- _Task input_:
··········
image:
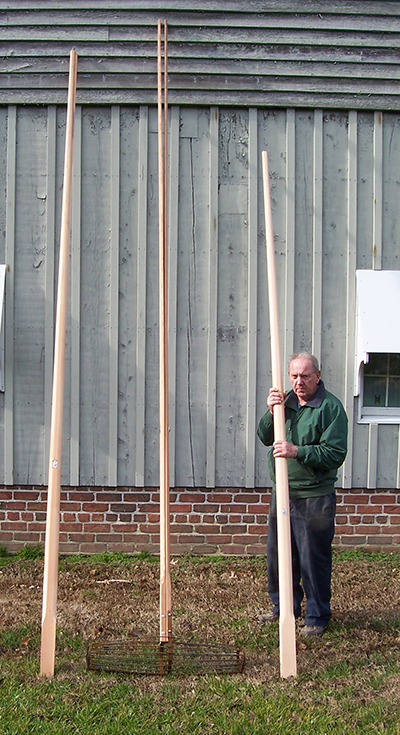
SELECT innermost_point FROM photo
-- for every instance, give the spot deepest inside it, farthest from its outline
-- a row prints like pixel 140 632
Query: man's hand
pixel 274 397
pixel 284 449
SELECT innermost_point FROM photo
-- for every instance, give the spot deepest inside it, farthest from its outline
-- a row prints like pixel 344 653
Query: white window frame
pixel 378 299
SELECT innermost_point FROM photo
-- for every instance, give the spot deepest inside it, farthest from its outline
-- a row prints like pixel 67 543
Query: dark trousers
pixel 312 522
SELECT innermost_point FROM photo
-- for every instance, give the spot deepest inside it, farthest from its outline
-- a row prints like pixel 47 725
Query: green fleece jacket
pixel 319 430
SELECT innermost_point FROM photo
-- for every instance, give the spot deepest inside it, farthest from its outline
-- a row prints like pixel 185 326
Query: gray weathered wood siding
pixel 255 53
pixel 317 85
pixel 335 191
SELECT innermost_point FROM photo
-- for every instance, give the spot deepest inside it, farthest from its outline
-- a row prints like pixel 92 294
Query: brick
pixel 136 497
pixel 237 549
pixel 78 495
pixel 124 527
pixel 247 498
pixel 138 538
pixel 244 538
pixel 13 515
pixel 233 508
pixel 383 499
pixel 352 499
pixel 13 525
pixel 238 528
pixel 205 508
pixel 261 519
pixel 259 550
pixel 382 520
pixel 260 508
pixel 27 537
pixel 203 549
pixel 26 495
pixel 192 498
pixel 106 538
pixel 108 497
pixel 367 529
pixel 123 507
pixel 378 540
pixel 219 498
pixel 92 548
pixel 67 527
pixel 181 528
pixel 390 529
pixel 95 507
pixel 95 528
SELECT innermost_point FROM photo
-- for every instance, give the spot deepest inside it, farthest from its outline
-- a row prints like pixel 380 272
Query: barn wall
pixel 334 196
pixel 275 53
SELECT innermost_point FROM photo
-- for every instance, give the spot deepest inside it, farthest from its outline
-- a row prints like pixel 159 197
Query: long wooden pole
pixel 287 634
pixel 50 580
pixel 165 580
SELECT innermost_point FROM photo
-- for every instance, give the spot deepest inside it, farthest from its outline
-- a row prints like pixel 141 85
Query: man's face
pixel 303 378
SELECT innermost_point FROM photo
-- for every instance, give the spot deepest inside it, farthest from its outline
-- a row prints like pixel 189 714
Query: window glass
pixel 394 392
pixel 374 391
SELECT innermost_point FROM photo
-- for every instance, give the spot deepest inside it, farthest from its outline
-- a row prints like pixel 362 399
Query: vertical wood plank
pixel 141 315
pixel 372 456
pixel 288 343
pixel 252 251
pixel 212 298
pixel 173 188
pixel 316 308
pixel 347 470
pixel 49 277
pixel 9 310
pixel 75 298
pixel 377 191
pixel 114 298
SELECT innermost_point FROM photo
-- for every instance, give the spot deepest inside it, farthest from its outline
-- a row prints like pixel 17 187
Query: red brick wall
pixel 219 521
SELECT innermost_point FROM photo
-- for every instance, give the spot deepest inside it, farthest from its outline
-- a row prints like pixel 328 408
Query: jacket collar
pixel 314 402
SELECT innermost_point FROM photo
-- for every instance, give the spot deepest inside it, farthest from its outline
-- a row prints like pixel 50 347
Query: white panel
pixel 9 314
pixel 378 300
pixel 350 292
pixel 212 298
pixel 173 190
pixel 317 235
pixel 141 289
pixel 288 347
pixel 75 298
pixel 377 190
pixel 252 295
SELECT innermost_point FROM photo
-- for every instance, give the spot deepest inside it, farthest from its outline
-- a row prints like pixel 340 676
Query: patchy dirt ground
pixel 213 600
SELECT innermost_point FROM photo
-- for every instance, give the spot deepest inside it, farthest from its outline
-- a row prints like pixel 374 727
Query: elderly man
pixel 315 446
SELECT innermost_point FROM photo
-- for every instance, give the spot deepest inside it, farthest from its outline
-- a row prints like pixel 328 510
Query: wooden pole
pixel 165 580
pixel 50 580
pixel 286 615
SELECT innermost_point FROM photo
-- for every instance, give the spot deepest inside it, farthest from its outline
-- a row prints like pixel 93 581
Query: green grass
pixel 348 682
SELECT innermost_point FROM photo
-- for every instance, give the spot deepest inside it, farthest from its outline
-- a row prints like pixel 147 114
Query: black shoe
pixel 270 617
pixel 313 630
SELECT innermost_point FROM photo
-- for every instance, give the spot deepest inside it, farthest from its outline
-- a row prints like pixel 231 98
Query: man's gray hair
pixel 309 356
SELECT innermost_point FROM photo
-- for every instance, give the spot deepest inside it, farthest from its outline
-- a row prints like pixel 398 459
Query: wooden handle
pixel 50 580
pixel 165 581
pixel 287 633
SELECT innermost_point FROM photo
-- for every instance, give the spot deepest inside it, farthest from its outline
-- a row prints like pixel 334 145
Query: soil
pixel 213 600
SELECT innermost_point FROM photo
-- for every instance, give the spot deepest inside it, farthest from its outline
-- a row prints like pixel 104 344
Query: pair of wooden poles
pixel 50 582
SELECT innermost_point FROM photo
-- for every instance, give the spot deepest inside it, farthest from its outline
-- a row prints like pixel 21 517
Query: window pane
pixel 394 392
pixel 394 364
pixel 374 391
pixel 377 365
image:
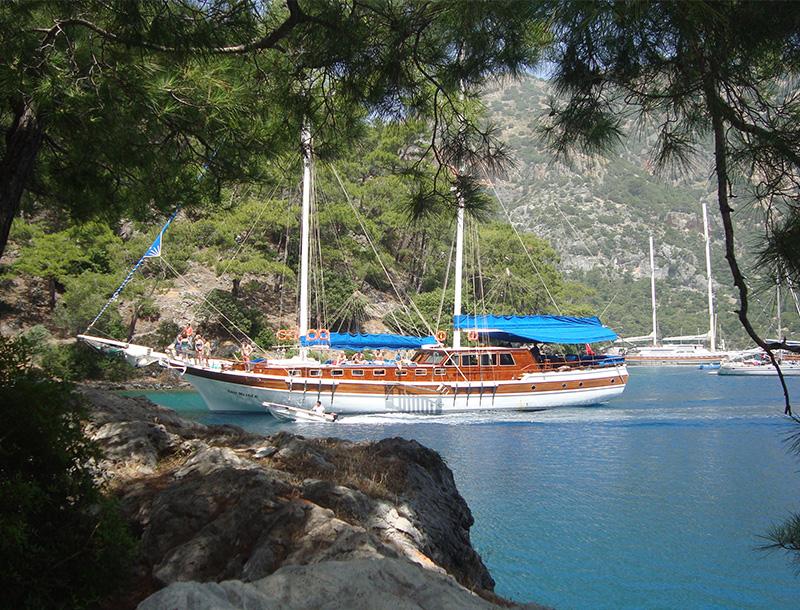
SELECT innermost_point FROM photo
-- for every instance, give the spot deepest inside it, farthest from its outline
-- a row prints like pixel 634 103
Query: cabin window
pixel 433 358
pixel 506 360
pixel 469 360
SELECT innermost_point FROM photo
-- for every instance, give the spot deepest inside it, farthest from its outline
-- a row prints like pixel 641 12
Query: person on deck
pixel 200 349
pixel 247 351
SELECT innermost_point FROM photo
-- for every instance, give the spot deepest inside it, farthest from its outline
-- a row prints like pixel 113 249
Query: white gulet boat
pixel 687 350
pixel 437 378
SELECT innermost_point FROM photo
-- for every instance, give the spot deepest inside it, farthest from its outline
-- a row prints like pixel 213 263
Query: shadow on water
··········
- _What to do_: Reproduce all of the entries above word for word, but leave out their pictures.

- _Answer below_:
image:
SELECT innermost_point FROM photo
-- for every instance, give the spot deepest inside it, farthest from its outline
-- a row prints like pixel 140 632
Query: man's hand
pixel 274 397
pixel 284 449
SELECT innermost_point FROM photo
-- for every instance, give the spot deepest inside it, farthest from its outline
-- a row prints like pixel 344 653
Query: white window frame
pixel 378 299
SELECT innermost_point FROM photo
-- for every instance, give the spot deepest inside it, farthest from its outline
-- a row prints like pixel 67 543
Query: dark trousers
pixel 312 522
SELECT innermost_point FROM photo
-- for every instance, give the spot deepest inside it, farthest from its outline
-- a row prints like pixel 47 725
Query: green fleece jacket
pixel 319 430
SELECT innermost_point FROM photo
-- for every instance, give the spot deepest inside it, farthest from its outline
-- a row prints like pixel 185 326
Query: gray weathered wood siding
pixel 255 53
pixel 317 85
pixel 335 191
SELECT innermost_point FROM photo
-- for every instance, give the spot deepest inside it, farthest from its outline
-- a row prints like pixel 92 294
Query: brick
pixel 136 497
pixel 237 549
pixel 78 495
pixel 124 527
pixel 247 498
pixel 138 538
pixel 244 538
pixel 13 515
pixel 233 508
pixel 383 499
pixel 352 499
pixel 13 525
pixel 238 528
pixel 205 508
pixel 261 519
pixel 259 550
pixel 382 520
pixel 260 508
pixel 27 537
pixel 203 549
pixel 26 495
pixel 192 498
pixel 106 538
pixel 108 497
pixel 367 529
pixel 123 507
pixel 378 540
pixel 219 498
pixel 92 548
pixel 67 527
pixel 181 528
pixel 390 529
pixel 95 507
pixel 95 528
SELECT innermost_point FROM photo
-- for every instance, give the spot deepest inside it, farthest from its outline
-- a row prints like pixel 380 272
Query: barn wall
pixel 334 196
pixel 275 53
SELECT innermost_point FROM photo
-- for every instance, give the spot deepest inside it, farthest from its outline
-- a row prints like pixel 159 197
Query: long wooden pole
pixel 287 634
pixel 50 580
pixel 165 580
SELECT innermost_point FROM photo
-- for every instance, give the spot deepest inside it, farthest from its outline
-- a row prints like pixel 141 85
Query: man's face
pixel 303 378
SELECT innermost_point FROM photo
-- for every instance, give the spot deepest inside it, farthest from its outline
-- a row prints like pixel 189 714
Query: window glass
pixel 394 392
pixel 374 391
SELECT innermost_point FROM photo
-- for every instance, give the spot deepest inside it, farthest from its outline
-- a row prints like pixel 362 399
Query: vertical wood plank
pixel 141 315
pixel 372 456
pixel 288 343
pixel 252 251
pixel 212 298
pixel 173 188
pixel 316 308
pixel 347 470
pixel 49 277
pixel 9 310
pixel 75 298
pixel 377 191
pixel 114 298
SELECT innermost_point FROM photo
-- for every instance, give the spot deepest inside it, farthest from its outline
-- a row prints like pixel 17 187
Query: red brick wall
pixel 219 521
SELECT innermost_point FROM photo
-- for every instance, give the spot deepest inside it, farthest from its outline
-- a row prints like pixel 328 408
Query: jacket collar
pixel 314 402
SELECT innermost_point FROM photo
-- for every instance, give the spot deepest inside it, farthest from its outline
-- a row prints like pixel 50 347
Query: white panel
pixel 9 314
pixel 378 300
pixel 350 292
pixel 212 298
pixel 173 190
pixel 317 235
pixel 141 289
pixel 288 347
pixel 75 298
pixel 377 190
pixel 252 295
SELECT innermost_point FROM photo
-- for every instance, give the spot deepest inside it, farthest from its outline
-- a row prints like pixel 340 676
Query: patchy dirt ground
pixel 213 600
SELECT innermost_point FROM photo
-- for every instance, give the spot deepest inside it, farthest from its outline
-- a row prints like pixel 374 727
Query: elderly man
pixel 315 446
SELECT innermost_point FROM photo
-- for every instance, give the spot deepest inside it, farthest from its outline
-- a row prints like pixel 328 510
Query: wooden pole
pixel 165 580
pixel 50 580
pixel 286 615
SELECT innermost_point FROM photo
-- for every instance, give the spot deepest inside it, farthest from its outline
-- a row prints like pixel 93 581
Query: green grass
pixel 348 682
SELECT innermost_point FROM photo
-- for every instance, give the spot deepest inside it, farthest from its outline
-- a row prints like pixel 147 114
Query: black shoe
pixel 270 617
pixel 313 630
SELECT innermost_point FROM photo
-- for every instance, give the spot deepest inside it, farthest from its outline
-- a row prints like pixel 231 98
Query: man's gray hair
pixel 309 356
SELECT innermost_point FROM photo
-- for every instance, give the spot deepest inside it, farthest from its outline
-- a row prints like pixel 398 459
Query: wooden handle
pixel 50 580
pixel 165 581
pixel 287 633
SELECT innermost_point FROM photo
-- for every instance, give the spot deepest inside it, farthest from its outline
-- a row prints like pixel 334 145
Query: soil
pixel 213 600
SELECT innermost_point FROM photo
-- for every instance, give the spot deepest inside it, farthest from its outline
-- a row prints like pixel 104 344
Query: pair of wooden poles
pixel 50 582
SELECT innermost_point FROM photo
-- for every instance, give the spot deepest inside it, farthest from its outline
-- a row prints like pixel 21 517
Query: window pane
pixel 394 392
pixel 394 364
pixel 374 391
pixel 377 365
image:
SELECT innermost_point FROM photo
-- for every instance, give the spot deepest inside it, farthest from its outline
-- a row prints like pixel 634 103
Query: cabin window
pixel 433 358
pixel 506 360
pixel 469 360
SELECT innermost_point FROM photo
-- for every instance, give the spot deepest inside it, farthest from its outline
-- a row prints like pixel 641 12
Query: person on deck
pixel 200 349
pixel 247 351
SELECT innermost_point FROM photo
-- for every instance, give the spot deepest inside it, farthest from its outline
-- a row prints like pixel 113 249
Query: white gulet boat
pixel 687 350
pixel 437 378
SELECT innermost_point FROM photo
-- for every instance, give the spot deepest inside it, farthest from its outline
-- a row prints like pixel 213 263
Query: shadow on water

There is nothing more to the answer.